● **Materials provided**
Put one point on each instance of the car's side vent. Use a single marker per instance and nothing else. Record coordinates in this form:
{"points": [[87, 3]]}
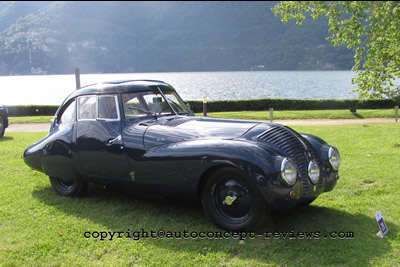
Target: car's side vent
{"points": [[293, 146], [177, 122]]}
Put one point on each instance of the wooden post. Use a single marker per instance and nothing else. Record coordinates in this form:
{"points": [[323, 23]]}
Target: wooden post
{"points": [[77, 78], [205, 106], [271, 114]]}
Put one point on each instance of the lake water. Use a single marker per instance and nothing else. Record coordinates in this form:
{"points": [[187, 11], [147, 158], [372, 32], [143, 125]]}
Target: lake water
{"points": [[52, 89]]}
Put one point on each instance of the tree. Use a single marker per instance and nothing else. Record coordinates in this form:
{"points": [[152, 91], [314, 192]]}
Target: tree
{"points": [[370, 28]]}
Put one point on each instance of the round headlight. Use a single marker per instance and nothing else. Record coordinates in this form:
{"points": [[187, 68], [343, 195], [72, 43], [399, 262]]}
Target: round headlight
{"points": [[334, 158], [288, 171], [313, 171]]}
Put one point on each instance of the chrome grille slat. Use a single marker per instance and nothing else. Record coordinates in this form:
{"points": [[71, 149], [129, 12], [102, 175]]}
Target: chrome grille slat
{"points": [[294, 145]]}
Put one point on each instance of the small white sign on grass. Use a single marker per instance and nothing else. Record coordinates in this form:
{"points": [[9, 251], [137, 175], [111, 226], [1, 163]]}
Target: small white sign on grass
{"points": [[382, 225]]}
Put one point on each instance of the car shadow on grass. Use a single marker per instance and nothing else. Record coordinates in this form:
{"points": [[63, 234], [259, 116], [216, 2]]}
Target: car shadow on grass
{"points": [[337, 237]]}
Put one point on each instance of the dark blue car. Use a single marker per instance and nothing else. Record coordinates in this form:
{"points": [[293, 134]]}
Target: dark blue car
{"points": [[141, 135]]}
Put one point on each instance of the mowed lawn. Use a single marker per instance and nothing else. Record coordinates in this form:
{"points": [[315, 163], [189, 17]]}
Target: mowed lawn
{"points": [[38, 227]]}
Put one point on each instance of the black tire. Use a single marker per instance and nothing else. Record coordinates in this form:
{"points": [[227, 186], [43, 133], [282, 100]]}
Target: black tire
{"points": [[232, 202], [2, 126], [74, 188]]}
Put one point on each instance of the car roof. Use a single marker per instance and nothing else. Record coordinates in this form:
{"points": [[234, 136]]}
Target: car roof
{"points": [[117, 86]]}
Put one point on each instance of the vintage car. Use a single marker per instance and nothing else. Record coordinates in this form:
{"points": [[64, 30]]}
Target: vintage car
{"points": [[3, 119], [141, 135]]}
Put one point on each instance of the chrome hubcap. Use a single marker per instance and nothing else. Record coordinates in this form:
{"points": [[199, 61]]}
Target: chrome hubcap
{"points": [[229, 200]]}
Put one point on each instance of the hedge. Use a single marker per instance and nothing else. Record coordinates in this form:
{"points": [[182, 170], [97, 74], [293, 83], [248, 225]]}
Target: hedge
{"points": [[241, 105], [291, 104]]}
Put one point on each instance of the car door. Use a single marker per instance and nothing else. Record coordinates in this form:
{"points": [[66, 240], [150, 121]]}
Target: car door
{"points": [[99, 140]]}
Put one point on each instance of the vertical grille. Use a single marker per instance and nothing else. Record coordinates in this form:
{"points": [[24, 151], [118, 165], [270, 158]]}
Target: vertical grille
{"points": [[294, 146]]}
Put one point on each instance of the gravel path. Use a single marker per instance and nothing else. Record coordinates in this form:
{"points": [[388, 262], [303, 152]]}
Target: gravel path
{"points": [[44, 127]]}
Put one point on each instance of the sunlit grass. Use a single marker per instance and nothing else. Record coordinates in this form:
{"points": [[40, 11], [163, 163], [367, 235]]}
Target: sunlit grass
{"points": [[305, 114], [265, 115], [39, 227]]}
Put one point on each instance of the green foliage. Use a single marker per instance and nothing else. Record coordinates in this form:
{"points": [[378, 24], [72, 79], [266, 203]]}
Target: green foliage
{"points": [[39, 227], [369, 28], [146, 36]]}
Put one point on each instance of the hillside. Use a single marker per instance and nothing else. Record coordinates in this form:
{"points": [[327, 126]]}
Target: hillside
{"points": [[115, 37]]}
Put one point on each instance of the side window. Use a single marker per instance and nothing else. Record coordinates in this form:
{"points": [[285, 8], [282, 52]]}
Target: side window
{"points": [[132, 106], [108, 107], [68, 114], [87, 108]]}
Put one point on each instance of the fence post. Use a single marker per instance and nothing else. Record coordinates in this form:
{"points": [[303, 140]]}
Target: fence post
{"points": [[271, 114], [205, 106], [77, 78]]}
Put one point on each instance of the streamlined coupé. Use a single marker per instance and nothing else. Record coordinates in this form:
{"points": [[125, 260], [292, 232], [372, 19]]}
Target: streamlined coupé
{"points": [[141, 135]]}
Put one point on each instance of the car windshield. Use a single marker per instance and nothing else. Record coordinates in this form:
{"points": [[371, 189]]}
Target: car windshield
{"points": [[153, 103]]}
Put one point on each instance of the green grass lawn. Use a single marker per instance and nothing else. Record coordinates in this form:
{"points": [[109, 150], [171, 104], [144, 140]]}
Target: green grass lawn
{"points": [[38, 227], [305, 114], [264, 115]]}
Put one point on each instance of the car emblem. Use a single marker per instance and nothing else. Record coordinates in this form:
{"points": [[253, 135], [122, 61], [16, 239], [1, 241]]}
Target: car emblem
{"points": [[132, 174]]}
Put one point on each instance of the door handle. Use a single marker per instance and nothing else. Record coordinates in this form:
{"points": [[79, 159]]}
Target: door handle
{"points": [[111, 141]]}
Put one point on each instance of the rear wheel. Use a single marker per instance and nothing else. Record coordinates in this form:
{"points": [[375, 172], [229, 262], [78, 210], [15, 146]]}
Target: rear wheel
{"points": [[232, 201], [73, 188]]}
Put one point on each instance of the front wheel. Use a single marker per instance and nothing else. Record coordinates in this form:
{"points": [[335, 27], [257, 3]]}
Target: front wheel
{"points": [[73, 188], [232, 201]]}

● **Required work**
Copy out everything from the line containing "Put one point on each instance of the car windshield." down to the end of the records, with no changes.

● **The output**
Put one point on each instance of the car windshield. Use a single marker per instance and nothing else. Record coordinates in this form:
{"points": [[371, 189]]}
Target: car windshield
{"points": [[153, 103]]}
Put one point on each instance of the green grass lawn. Use a single marker per instance and nothing else. Record coordinates in this form:
{"points": [[109, 150], [171, 104], [144, 140]]}
Target: green grass lawn
{"points": [[38, 227], [305, 114], [264, 115]]}
Put one point on each instance of the car emblem. Use a single marker per instance and nothing else. Record coordinates in this form:
{"points": [[253, 135], [122, 61], [16, 239], [1, 241]]}
Target: car emblem
{"points": [[132, 174]]}
Put one point on each instance of the door handle. Use a single marker per instance and nothing else. Record coordinates in this form:
{"points": [[79, 159]]}
Target: door handle
{"points": [[111, 141]]}
Put one point on each instance of the rear wheel. Use a single marker per instance and nothing else. Record coordinates in this form:
{"points": [[375, 172], [229, 262], [78, 210], [15, 146]]}
Target: rear wheel
{"points": [[232, 201], [73, 188]]}
Put one point on each instance of the front wheel. Use a single marker per instance and nothing else. Record coordinates in this form:
{"points": [[335, 27], [257, 3]]}
Target: front wheel
{"points": [[73, 188], [232, 201]]}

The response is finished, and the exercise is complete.